== The problem ==
Copy the records below word for word, keeping every line as it stands.

== Dataset entries ==
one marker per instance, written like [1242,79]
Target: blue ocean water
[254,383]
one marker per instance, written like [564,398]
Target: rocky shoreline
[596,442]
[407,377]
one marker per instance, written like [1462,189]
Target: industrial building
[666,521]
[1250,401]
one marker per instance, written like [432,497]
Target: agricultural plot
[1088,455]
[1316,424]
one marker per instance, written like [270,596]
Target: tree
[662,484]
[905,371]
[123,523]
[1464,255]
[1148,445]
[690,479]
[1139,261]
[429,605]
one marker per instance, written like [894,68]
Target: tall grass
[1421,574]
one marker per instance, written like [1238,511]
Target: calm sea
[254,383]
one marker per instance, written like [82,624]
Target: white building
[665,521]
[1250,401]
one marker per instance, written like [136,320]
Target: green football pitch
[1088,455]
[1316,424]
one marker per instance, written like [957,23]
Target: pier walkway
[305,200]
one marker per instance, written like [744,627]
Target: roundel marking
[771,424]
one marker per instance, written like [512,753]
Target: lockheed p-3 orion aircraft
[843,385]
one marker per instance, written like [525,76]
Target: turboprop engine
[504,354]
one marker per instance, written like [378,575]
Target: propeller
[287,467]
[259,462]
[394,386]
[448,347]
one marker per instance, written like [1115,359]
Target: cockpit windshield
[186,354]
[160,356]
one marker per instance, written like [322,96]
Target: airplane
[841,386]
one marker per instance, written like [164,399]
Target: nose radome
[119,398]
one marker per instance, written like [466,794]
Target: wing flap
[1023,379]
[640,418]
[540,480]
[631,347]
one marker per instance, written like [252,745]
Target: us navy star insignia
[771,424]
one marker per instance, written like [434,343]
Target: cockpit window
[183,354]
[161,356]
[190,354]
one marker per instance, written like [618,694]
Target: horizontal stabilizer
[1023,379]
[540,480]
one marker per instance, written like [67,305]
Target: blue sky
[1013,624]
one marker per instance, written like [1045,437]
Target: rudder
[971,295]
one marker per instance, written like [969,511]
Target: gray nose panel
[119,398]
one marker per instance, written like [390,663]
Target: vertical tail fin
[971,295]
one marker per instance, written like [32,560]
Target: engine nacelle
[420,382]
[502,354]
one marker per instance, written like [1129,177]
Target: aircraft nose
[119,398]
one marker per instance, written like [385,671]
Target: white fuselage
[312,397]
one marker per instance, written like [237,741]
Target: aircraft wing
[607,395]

== Result of the exercise ==
one marker per instance, written like [1242,79]
Target: blue ocean water
[254,383]
one marker per instance, written like [564,398]
Target: rocky shoreline
[596,442]
[407,377]
one marker per instance, written like [1462,189]
Target: industrial building
[666,521]
[1250,401]
one marker per instance, written like [432,497]
Target: agricultural plot
[1088,455]
[1316,424]
one marker per instance, written like [270,596]
Target: tree
[662,484]
[905,371]
[123,523]
[1464,255]
[1148,445]
[690,479]
[1139,261]
[429,605]
one marker per instance, written like [894,68]
Target: tall grass
[1421,574]
one marker per instance, written like [1238,511]
Target: calm sea
[254,383]
one marker per instance, written like [82,624]
Target: white building
[665,521]
[1250,401]
one marker per instance, written like [136,320]
Target: green football pitch
[1088,455]
[1316,424]
one marker per instance, written like [957,23]
Target: pier walkway
[305,200]
one marker per instance, written like [744,627]
Target: roundel marking
[771,424]
one marker per instance, written like [512,753]
Target: lockheed p-3 orion aircraft
[843,385]
one marker per instance, written like [525,76]
Target: turboprop engine
[504,354]
one marker per instance, written like [378,575]
Target: propeller
[287,467]
[259,462]
[394,386]
[448,347]
one marker per instance, written like [1115,359]
Target: cockpit windshield
[186,354]
[160,356]
one marker per instance, written like [322,96]
Target: airplane
[841,386]
one marker per instance, written like [164,399]
Target: nose radome
[119,398]
one marker per instance, written like [466,794]
Target: wing flap
[1023,379]
[640,418]
[540,480]
[631,347]
one marker per instance, written like [252,745]
Target: us navy star insignia
[771,424]
one marker per instance, written like [434,343]
Target: cockpit window
[183,354]
[161,356]
[190,354]
one marker per instance, written like [618,694]
Target: horizontal stabilizer
[1023,379]
[540,480]
one marker per instance, written like [67,305]
Target: blue sky
[1013,624]
one marker per instance, written like [1045,437]
Target: rudder
[971,295]
one marker per instance, written like [969,511]
Target: gray nose panel
[119,398]
one marker per instance, written like [390,663]
Target: vertical tail fin
[971,295]
one marker per instance, written like [32,560]
Target: engine nacelle
[420,382]
[502,354]
one marker per instance, written like [1129,177]
Target: aircraft nose
[119,398]
one marker per instance, written like [385,671]
Target: white fuselage
[312,397]
one marker per instance, written like [237,741]
Target: aircraft wing
[607,395]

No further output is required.